*Material to process*.
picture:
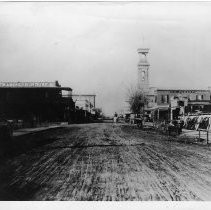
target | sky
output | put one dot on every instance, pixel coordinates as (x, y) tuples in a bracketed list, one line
[(92, 46)]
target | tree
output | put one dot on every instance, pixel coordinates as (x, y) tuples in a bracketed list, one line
[(98, 112), (137, 100)]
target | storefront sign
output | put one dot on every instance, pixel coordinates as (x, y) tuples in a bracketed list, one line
[(28, 84)]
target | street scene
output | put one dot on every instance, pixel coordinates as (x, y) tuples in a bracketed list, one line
[(105, 101), (107, 162)]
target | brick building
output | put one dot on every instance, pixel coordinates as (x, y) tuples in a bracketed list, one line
[(169, 103)]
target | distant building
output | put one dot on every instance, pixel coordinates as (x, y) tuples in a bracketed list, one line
[(36, 102), (168, 103)]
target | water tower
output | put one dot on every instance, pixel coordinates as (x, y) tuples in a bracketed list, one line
[(143, 70)]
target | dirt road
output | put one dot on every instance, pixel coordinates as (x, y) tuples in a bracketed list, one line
[(107, 162)]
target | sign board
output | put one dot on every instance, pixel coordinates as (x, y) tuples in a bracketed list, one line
[(28, 84)]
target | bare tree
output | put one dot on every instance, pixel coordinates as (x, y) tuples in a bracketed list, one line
[(137, 100)]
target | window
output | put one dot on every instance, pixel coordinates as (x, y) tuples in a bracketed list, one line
[(198, 97), (162, 99)]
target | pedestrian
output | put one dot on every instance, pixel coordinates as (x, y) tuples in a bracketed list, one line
[(115, 118)]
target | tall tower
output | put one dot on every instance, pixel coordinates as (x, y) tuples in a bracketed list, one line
[(143, 70)]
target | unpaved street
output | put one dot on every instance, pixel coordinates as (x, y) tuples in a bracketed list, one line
[(107, 162)]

*Set exercise*. Repeat the full listing above exactly, with no pictures in the copy.

*Task solution*.
picture:
target | sky
output | put one dot on every instance, pixel coordinates as (x, y) tuples in a bracketed list, one line
[(92, 46)]
target | tree
output | put one dot on every instance, pixel coordinates as (x, y) tuples in a bracketed list, one line
[(98, 112), (137, 100)]
target | storefront sign
output | put one dot on every instance, pixel coordinates as (x, y) tuples in a bracketed list, one line
[(28, 84)]
target | street scene
output | put one dot on every instance, pixel coordinates as (x, y) tuples in a bracketed list, one line
[(105, 101), (107, 162)]
target | brick building
output | put one dot on every instance, pixel coordinates as (x, y) tuples in a bracketed list, one line
[(169, 103)]
target | distant building
output | put one dot on every instance, pixel coordinates as (x, y) tuples in a bracketed list, one line
[(36, 102), (168, 103)]
target | water tower
output | put one dot on every instance, pixel coordinates as (x, y) tuples in a bracketed list, one line
[(143, 70)]
target | dirt road
output | put one dot on every instance, pixel coordinates as (x, y) tuples in a bracketed list, one line
[(107, 162)]
target | sign board
output | put one dot on every instance, pixel coordinates as (x, y) tuples in a bracketed list, one line
[(28, 84)]
target | bare tree
output | put one dot on every instance, pixel coordinates as (x, y) tuples in a bracketed list, one line
[(137, 100)]
target | window
output | put one dot on every instance, pixel coordinates as (x, y) tuples in a bracketed list, one line
[(198, 97), (162, 99)]
target | pedestrian
output | put one dot on every instance, pixel coordinates as (x, y) tuples in a bracketed list, one line
[(115, 118)]
target | tall tower
output | put one dot on every instance, pixel coordinates as (x, y) tuples in a bracketed list, one line
[(143, 70)]
target | unpaved street
output | put one dot on every instance, pixel coordinates as (x, y) tuples in a bracketed list, one line
[(107, 162)]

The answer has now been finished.